═════ Document section
Brazil forward Neymar said he needed a new challenge, as he joined Paris St-Germain from Barcelona for a world record fee of 222m euros (£200m).
The 25-year-old won seven major trophies in his four seasons at the Nou Camp, including the Champions League once and La Liga twice.
He said his father, Neymar Sr, wanted him to stay at Barcelona.
“I have won all that a player can win,” said Neymar, who will earn 45m euros (£40.7m) a year on a five-year deal.
Writing on Instagram, he added: “I have conquered everything an athlete can conquer. I have lived unforgettable moments. But a player [me] needs challenges.
“And for the second time in my life, I’ll contradict my father.”
Neymar’s transfer smashes the previous record set when Paul Pogba returned to Manchester United from Juventus for £89m in August 2016.
His £782,000-a-week wages mean PSG’s total outlay is £400m.
The French side have called a news conference for 12:30 BST on Friday, and Neymar will be introduced to fans at PSG’s first game of the season against Amiens at Parc des Princes on Saturday.
══════════
═════ Record list
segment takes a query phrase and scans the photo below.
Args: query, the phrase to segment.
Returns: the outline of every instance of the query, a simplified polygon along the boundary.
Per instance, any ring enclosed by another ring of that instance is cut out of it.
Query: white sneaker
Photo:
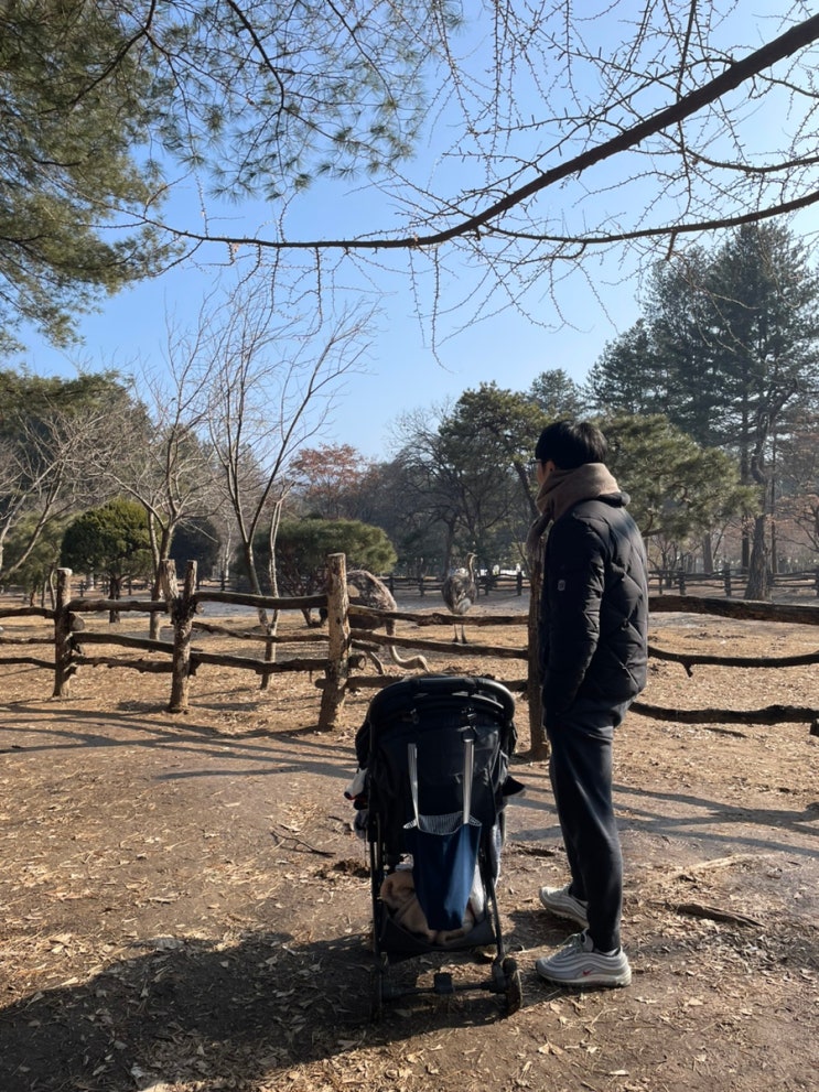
══════════
■ **Aim**:
How would you put this sentence from the Neymar transfer report into Spanish: "He said his father, Neymar Sr, wanted him to stay at Barcelona."? The entries have no role in this.

■ **Full output**:
Dijo que su padre, Neymar Sr., quería que se quedara en el Barcelona.